# AIM OF THE EXERCISE
All the entries that follow are to be returned exactly.

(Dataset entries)
┌────────

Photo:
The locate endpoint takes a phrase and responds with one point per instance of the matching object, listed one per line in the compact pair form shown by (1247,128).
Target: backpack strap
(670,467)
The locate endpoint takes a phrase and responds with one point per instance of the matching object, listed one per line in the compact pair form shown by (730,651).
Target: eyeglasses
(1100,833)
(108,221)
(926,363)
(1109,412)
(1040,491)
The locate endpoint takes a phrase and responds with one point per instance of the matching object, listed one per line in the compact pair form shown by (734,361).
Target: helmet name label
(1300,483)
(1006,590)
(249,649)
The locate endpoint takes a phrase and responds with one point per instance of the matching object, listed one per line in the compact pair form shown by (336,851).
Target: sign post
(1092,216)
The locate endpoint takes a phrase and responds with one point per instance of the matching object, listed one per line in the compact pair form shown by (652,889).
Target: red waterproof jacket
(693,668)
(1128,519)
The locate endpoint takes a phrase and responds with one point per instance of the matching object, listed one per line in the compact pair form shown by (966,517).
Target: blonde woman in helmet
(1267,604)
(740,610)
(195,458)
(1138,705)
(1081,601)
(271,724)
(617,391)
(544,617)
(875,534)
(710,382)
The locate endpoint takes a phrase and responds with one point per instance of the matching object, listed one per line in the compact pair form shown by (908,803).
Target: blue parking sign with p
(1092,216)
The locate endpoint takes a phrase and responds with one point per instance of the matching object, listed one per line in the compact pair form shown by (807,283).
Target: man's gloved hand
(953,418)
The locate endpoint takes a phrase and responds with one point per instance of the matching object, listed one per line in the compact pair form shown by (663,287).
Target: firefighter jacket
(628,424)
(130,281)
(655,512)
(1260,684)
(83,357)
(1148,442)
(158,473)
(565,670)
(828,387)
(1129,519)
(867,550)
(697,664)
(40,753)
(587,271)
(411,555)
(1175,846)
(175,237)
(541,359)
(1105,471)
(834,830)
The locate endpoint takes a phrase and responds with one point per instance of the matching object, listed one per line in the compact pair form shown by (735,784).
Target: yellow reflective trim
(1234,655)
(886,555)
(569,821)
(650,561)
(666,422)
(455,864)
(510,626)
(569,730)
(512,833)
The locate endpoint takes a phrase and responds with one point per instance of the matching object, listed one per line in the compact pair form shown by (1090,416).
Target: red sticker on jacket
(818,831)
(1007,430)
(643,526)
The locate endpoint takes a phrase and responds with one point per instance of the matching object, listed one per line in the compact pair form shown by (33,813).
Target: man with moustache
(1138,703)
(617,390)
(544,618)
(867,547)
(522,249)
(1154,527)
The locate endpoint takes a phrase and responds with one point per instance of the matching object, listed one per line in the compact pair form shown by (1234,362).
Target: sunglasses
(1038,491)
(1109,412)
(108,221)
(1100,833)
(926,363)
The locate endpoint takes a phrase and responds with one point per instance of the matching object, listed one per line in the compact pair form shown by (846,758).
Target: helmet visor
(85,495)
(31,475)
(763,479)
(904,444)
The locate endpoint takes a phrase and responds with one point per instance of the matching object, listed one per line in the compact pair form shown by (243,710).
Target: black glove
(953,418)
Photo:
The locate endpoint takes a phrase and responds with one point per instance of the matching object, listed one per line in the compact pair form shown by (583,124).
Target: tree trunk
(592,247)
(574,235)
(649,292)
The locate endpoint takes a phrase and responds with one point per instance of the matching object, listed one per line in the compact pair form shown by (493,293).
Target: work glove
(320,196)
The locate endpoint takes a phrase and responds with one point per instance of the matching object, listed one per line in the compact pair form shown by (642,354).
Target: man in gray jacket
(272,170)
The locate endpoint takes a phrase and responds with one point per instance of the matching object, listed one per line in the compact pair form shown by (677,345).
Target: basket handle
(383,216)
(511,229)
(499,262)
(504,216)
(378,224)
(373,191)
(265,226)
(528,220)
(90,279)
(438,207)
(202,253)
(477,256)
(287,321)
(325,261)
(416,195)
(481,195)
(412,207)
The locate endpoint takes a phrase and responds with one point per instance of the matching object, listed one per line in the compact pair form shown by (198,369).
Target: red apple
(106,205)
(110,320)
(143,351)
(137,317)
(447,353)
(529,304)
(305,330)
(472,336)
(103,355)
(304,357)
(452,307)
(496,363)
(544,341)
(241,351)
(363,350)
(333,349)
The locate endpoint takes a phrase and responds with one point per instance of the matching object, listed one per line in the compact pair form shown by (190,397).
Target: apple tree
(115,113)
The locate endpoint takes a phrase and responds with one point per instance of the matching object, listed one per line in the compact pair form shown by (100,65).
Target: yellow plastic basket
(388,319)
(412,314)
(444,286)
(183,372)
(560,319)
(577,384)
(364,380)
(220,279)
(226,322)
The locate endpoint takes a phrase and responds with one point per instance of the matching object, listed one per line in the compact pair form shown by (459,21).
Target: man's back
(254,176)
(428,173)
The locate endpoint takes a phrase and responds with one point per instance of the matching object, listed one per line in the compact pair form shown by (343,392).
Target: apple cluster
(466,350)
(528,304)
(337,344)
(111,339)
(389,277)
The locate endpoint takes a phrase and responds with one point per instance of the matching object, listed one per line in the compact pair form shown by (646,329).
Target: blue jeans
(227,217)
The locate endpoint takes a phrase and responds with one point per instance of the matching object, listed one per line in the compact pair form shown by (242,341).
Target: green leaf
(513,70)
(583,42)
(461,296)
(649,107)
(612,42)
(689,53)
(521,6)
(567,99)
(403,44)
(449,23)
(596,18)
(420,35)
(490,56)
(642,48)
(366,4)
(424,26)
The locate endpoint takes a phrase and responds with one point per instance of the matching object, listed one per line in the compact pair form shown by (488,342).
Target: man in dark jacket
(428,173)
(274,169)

└────────

# EXERCISE ANSWER
Photo:
The locate endpoint takes a phrase and responds with one point per instance of the matching object, listed one per line in the compact pair form shown by (1247,128).
Target: backpack strap
(670,467)
The locate endpoint takes a phrase and responds with one point per instance of the matching object, listed one per line in the compact pair form shown by (730,651).
Target: eyeglasses
(1100,833)
(108,221)
(926,363)
(1109,412)
(1040,491)
The locate endpoint takes a phrase and responds with one point per instance of the matching object, listed one per line in the compact pair form shown by (734,361).
Target: helmet name label
(1300,483)
(1006,590)
(249,649)
The locate endpoint takes a phrase and responds with one point per instance of the matching object, listed one per line in the compact pair form shown by (336,851).
Target: sign post
(1092,216)
The locate endpoint takes a phrase and responds with one point per instance of the matching object, listed one per line in the compact pair form shown by (652,889).
Target: red waterproof jacket
(693,668)
(1128,519)
The locate endpoint takes a phrase and responds with one point per instance of the matching object, listed one per line in the compact pair form shown by (966,517).
Target: blonde woman in helmet
(1267,604)
(740,610)
(195,458)
(1138,705)
(1081,601)
(271,724)
(617,391)
(544,617)
(875,534)
(710,382)
The locate endpoint takes a phrase and responds with one point per instance of the matching object, listed one per line in the compact pair form shown by (908,803).
Target: blue parking sign with p
(1092,216)
The locate endpoint takes a phrase and responds with one point per instance of the matching object, listed one per line in the compact pair form shown by (807,283).
Target: man's gloved hand
(953,418)
The locate endpoint takes a phrase and responds with one point per instance of the matching object, listed one per line in the compact pair form shown by (663,287).
Target: firefighter jacket
(628,424)
(130,281)
(655,512)
(1260,684)
(83,357)
(1148,442)
(158,473)
(565,670)
(828,387)
(1129,519)
(867,550)
(697,664)
(40,753)
(587,271)
(411,555)
(1175,846)
(175,237)
(541,359)
(1105,471)
(834,830)
The locate endpoint takes a phrase and responds with one point per instance of the matching object, listed one per line in the compact pair form shown by (735,784).
Target: yellow reflective trim
(1234,655)
(886,555)
(569,821)
(650,561)
(666,422)
(455,864)
(510,626)
(569,730)
(512,833)
The locate endpoint takes a phrase and responds with one point per instance of the matching object, listed one per line in the compact pair form shown by (1090,416).
Target: red sticker on jacket
(818,831)
(1007,430)
(643,526)
The locate endpoint takes a phrase and responds with one point per instance of the matching object, listed one per line in the compact pair form shown by (33,813).
Target: man with moustache
(1138,703)
(617,390)
(544,618)
(867,547)
(522,249)
(1154,527)
The locate endpoint takes a phrase and responds with one point per instance of the matching object, listed one per line in the compact pair form shown by (1234,362).
Target: sunglasses
(1038,491)
(1109,412)
(108,221)
(1100,833)
(926,363)
The locate endpoint takes a phrase and responds with one point per instance of the matching object, listed one per line in the compact pair form shown by (846,758).
Target: helmet visor
(85,495)
(31,475)
(763,479)
(904,444)
The locate endpoint takes a phrase and responds with one point per instance of the matching object, listed one per line in the compact pair form shown by (243,710).
Target: black glove
(953,418)
Photo:
The locate endpoint takes a phrase and responds with one point per instance of the matching object, listed one per line in the compact pair form shown by (583,124).
Target: tree trunk
(592,247)
(574,235)
(649,292)
The locate endpoint takes a phrase and responds with one point per instance of the matching object, listed one per line in the compact pair form shown by (493,293).
Target: work glove
(320,196)
The locate endpoint takes a phrase and responds with one point per instance of the matching object, listed one per line in the compact pair form shown by (642,354).
Target: man in gray jacket
(272,170)
The locate endpoint takes a phrase and responds with one point per instance of the matching object, listed one per line in the compact pair form shown by (677,345).
Target: basket handle
(383,216)
(511,229)
(499,262)
(504,216)
(378,224)
(373,191)
(265,226)
(528,220)
(90,279)
(438,207)
(202,253)
(477,256)
(287,321)
(325,261)
(416,195)
(481,195)
(412,207)
The locate endpoint takes a phrase and responds with one point per instance of the matching object, listed one per line in the compact pair form shown by (198,369).
Target: red apple
(106,205)
(110,320)
(143,351)
(137,317)
(447,353)
(529,304)
(305,330)
(472,336)
(103,355)
(304,357)
(452,307)
(496,363)
(544,341)
(241,351)
(363,350)
(333,349)
The locate endpoint takes a phrase and responds with one point per instance of the matching object, listed one per line in the compact pair form shown by (190,397).
Target: apple tree
(115,113)
The locate endpoint takes a phrase and responds with one point per instance of the matching object, listed one per line in the compact pair form shown by (100,65).
Target: yellow plastic basket
(388,319)
(412,314)
(444,286)
(183,372)
(560,319)
(577,384)
(364,380)
(220,279)
(226,322)
The locate endpoint takes a phrase and responds with one point per instance of the matching object, listed one per line in the compact pair form shown by (459,21).
Target: man's back
(254,176)
(428,173)
The locate endpoint takes a phrase and responds with one point per instance of the matching object, listed one per line in the compact pair form shown by (343,392).
Target: apple cluster
(466,350)
(528,304)
(337,344)
(111,339)
(389,277)
The locate endpoint takes a phrase and responds with one point per instance of the matching object, listed one per line in the compact pair form shown by (646,329).
Target: blue jeans
(227,217)
The locate endpoint takes a phrase and responds with one point per instance of the matching object, listed one per line in the compact pair form shown by (242,341).
Target: green leaf
(513,70)
(583,42)
(461,296)
(649,107)
(612,42)
(689,53)
(521,6)
(567,99)
(403,44)
(449,23)
(596,18)
(420,35)
(490,56)
(642,48)
(366,4)
(424,26)
The locate endpoint takes a phrase and responds with one point per instance of the matching object, listed one per line in the compact pair form shown by (488,342).
Target: man in dark jacket
(428,173)
(274,169)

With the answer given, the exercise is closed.